>> begin Text provided

The Brazilian national ice hockey team () is the national men's ice hockey team of Brazil. The team is controlled by the Brazilian Ice Sports Federation and as an associate member of the International Ice Hockey Federation (IIHF). Brazil is currently not ranked in the IIHF World Ranking and has still not actively competing in any World Championship, but have played in the Pan American Tournament, a regional tournament for lower-tier hockey nations in the Americas.

History

Ice hockey in Brazil
Brazil joined the IIHF on 26 June 1984. It was the first South American nation to join the IIHF until Argentina joined in 1998 and Chile in 2000. Brazil has still not actively competing in any World Championship in ice hockey, except in inline hockey. There are a number of rinks around the country. The teams that competed for the 2009–10 National Championship are Sociedade Hipica Campinas, Sertãozinho, Amparo NL, Palmeiras, Darks-Guariani, Portuguesa and Capelle Hockey School. Mike Greenlay and Robyn Regehr, who both played in the NHL, were born in Brazil.

Participation in IIHF competitions
Brazil participated in the 2014 Pan American Ice Hockey Tournament. They played their first international game against the host nation, Mexico, which they lost 16–0. In the following game, Brazil recorded its first international goal in a 5–3 defeat to Argentina.

>> end Text provided
>> begin Given information

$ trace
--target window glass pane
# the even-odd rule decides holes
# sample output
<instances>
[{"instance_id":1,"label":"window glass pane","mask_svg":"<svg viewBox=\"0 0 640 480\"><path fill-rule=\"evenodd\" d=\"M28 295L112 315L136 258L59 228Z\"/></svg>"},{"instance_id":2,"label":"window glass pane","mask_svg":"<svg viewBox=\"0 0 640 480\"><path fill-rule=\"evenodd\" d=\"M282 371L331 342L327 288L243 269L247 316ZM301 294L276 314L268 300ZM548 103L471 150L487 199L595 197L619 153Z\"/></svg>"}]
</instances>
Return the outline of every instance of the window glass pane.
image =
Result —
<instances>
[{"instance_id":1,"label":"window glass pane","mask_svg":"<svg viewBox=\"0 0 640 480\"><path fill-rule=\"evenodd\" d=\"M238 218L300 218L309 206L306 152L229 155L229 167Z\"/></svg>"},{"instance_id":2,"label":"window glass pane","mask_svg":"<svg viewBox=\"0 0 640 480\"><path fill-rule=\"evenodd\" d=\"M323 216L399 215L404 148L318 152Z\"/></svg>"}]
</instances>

>> end Given information

Please answer these questions using the text on Brazil's national ice hockey team above:
(a) On what date did Brazil join the IIHF?
(b) Who was Brazil's opponent in its first international game, and what was the final score?
(c) Which two NHL players were born in Brazil?

(a) 26 June 1984.
(b) Mexico, the host nation. Brazil lost 16–0.
(c) Mike Greenlay and Robyn Regehr.